WHAT NEEDS TO BE DONE: Filter the rows below and copy each line containing the string "volleyball", unchanged.

--- START EXTRACTED MATERIAL ---

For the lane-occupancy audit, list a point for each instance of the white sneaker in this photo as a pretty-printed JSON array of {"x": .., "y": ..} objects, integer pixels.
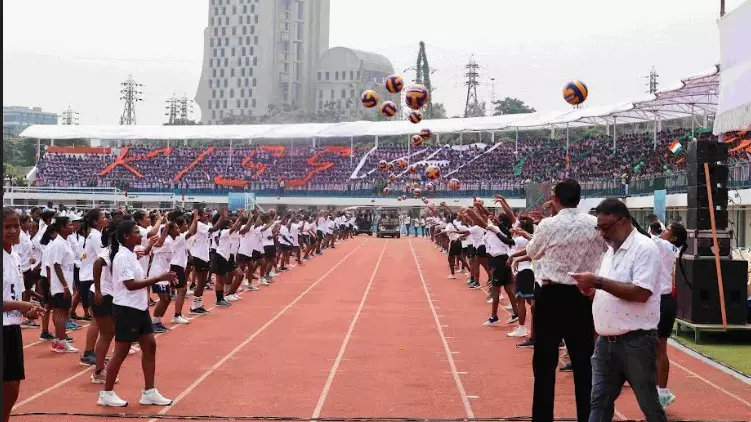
[
  {"x": 180, "y": 320},
  {"x": 152, "y": 397},
  {"x": 109, "y": 398},
  {"x": 520, "y": 331}
]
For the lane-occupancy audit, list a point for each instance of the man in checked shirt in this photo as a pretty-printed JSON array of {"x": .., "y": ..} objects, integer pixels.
[{"x": 566, "y": 243}]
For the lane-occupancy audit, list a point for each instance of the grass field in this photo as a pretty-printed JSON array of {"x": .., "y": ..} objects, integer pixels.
[{"x": 731, "y": 349}]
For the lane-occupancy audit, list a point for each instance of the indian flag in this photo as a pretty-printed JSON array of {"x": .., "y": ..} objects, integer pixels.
[{"x": 675, "y": 147}]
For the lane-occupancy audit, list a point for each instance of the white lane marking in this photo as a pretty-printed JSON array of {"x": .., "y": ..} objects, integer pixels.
[
  {"x": 345, "y": 342},
  {"x": 459, "y": 385}
]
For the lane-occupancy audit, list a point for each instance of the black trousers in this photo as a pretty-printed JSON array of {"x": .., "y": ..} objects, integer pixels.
[{"x": 562, "y": 313}]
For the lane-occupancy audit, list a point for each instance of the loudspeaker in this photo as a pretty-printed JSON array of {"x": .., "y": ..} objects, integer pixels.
[
  {"x": 698, "y": 295},
  {"x": 700, "y": 243},
  {"x": 698, "y": 218},
  {"x": 697, "y": 196},
  {"x": 718, "y": 175},
  {"x": 707, "y": 152}
]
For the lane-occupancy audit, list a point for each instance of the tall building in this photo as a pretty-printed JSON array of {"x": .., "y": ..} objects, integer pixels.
[
  {"x": 344, "y": 73},
  {"x": 261, "y": 53},
  {"x": 16, "y": 119}
]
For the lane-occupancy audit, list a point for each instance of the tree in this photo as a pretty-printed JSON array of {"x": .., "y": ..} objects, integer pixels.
[{"x": 511, "y": 105}]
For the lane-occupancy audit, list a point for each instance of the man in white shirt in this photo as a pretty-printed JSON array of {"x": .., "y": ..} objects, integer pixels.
[
  {"x": 626, "y": 311},
  {"x": 565, "y": 243}
]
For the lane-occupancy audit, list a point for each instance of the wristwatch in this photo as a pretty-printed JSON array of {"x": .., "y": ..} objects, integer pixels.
[{"x": 598, "y": 283}]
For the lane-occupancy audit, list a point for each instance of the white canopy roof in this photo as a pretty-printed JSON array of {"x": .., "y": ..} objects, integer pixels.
[{"x": 693, "y": 95}]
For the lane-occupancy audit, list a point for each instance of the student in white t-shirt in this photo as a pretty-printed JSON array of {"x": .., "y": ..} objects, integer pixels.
[
  {"x": 61, "y": 261},
  {"x": 14, "y": 309},
  {"x": 131, "y": 310}
]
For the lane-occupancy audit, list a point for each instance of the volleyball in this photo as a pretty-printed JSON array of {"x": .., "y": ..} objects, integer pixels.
[
  {"x": 575, "y": 92},
  {"x": 433, "y": 172},
  {"x": 388, "y": 108},
  {"x": 394, "y": 84},
  {"x": 415, "y": 116},
  {"x": 369, "y": 98},
  {"x": 417, "y": 96}
]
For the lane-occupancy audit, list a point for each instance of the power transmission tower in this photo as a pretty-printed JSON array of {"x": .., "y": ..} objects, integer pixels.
[
  {"x": 423, "y": 76},
  {"x": 652, "y": 85},
  {"x": 69, "y": 117},
  {"x": 472, "y": 105},
  {"x": 131, "y": 94},
  {"x": 172, "y": 110}
]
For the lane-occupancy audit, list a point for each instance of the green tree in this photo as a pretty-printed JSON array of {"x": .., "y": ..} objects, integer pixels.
[{"x": 511, "y": 105}]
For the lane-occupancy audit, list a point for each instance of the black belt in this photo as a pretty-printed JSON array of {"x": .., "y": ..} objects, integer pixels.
[{"x": 626, "y": 336}]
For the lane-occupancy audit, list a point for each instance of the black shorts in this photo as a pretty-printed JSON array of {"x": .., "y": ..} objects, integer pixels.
[
  {"x": 668, "y": 310},
  {"x": 182, "y": 280},
  {"x": 200, "y": 265},
  {"x": 84, "y": 288},
  {"x": 481, "y": 252},
  {"x": 131, "y": 323},
  {"x": 455, "y": 248},
  {"x": 13, "y": 354},
  {"x": 220, "y": 265},
  {"x": 59, "y": 301},
  {"x": 501, "y": 273},
  {"x": 103, "y": 309},
  {"x": 525, "y": 284},
  {"x": 30, "y": 278},
  {"x": 44, "y": 283}
]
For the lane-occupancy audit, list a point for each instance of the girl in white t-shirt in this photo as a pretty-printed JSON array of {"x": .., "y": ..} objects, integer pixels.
[
  {"x": 14, "y": 309},
  {"x": 130, "y": 306}
]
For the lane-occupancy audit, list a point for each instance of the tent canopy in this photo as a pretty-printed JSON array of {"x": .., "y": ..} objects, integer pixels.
[{"x": 693, "y": 95}]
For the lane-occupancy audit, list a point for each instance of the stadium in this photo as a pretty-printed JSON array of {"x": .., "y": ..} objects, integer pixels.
[{"x": 611, "y": 245}]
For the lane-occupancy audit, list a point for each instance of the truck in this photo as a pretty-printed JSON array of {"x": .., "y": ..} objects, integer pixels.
[{"x": 387, "y": 222}]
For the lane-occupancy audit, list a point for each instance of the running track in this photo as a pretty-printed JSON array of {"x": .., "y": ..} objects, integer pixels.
[{"x": 370, "y": 329}]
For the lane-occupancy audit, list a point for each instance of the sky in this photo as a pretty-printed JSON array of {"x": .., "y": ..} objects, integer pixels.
[{"x": 75, "y": 53}]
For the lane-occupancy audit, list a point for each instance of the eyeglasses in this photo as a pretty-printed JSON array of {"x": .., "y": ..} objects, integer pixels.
[{"x": 606, "y": 227}]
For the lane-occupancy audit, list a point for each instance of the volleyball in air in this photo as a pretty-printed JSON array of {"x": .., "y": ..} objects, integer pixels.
[
  {"x": 575, "y": 92},
  {"x": 388, "y": 108},
  {"x": 415, "y": 116},
  {"x": 369, "y": 98},
  {"x": 417, "y": 96},
  {"x": 394, "y": 84},
  {"x": 433, "y": 172}
]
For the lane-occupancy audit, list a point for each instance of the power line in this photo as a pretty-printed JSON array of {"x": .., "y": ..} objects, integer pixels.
[{"x": 131, "y": 94}]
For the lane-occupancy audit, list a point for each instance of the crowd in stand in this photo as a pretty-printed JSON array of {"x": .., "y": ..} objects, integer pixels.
[{"x": 509, "y": 165}]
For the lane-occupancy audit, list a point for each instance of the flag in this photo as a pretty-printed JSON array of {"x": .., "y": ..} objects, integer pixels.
[{"x": 675, "y": 147}]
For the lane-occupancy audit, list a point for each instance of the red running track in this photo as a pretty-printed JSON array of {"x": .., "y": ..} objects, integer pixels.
[{"x": 370, "y": 329}]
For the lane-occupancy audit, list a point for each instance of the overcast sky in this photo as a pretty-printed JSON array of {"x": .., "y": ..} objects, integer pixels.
[{"x": 76, "y": 52}]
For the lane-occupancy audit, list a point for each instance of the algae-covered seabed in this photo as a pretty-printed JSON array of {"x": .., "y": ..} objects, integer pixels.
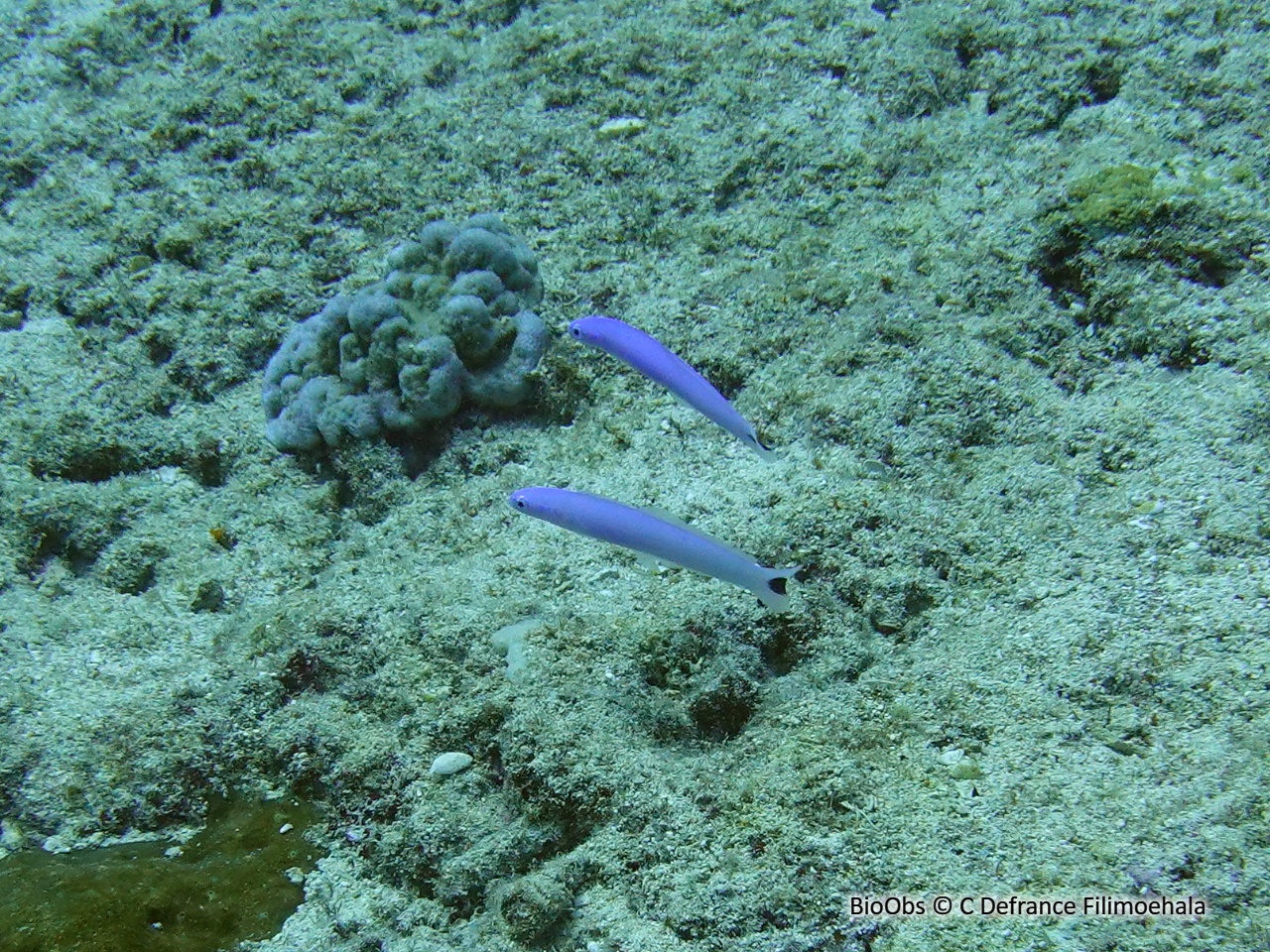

--- END EXTRACTED MATERIAL ---

FINAL ANSWER:
For the lane-occupancy audit, list a point for each instance of the volleyball in this photo as a pretty-printed JSON array of {"x": .., "y": ..} objects, integer pixels.
For the lane-occupancy audit, list a point for each instance of the volleyball in air in this photo as a pretty-printed JSON array of {"x": .., "y": ..} objects, integer pixels.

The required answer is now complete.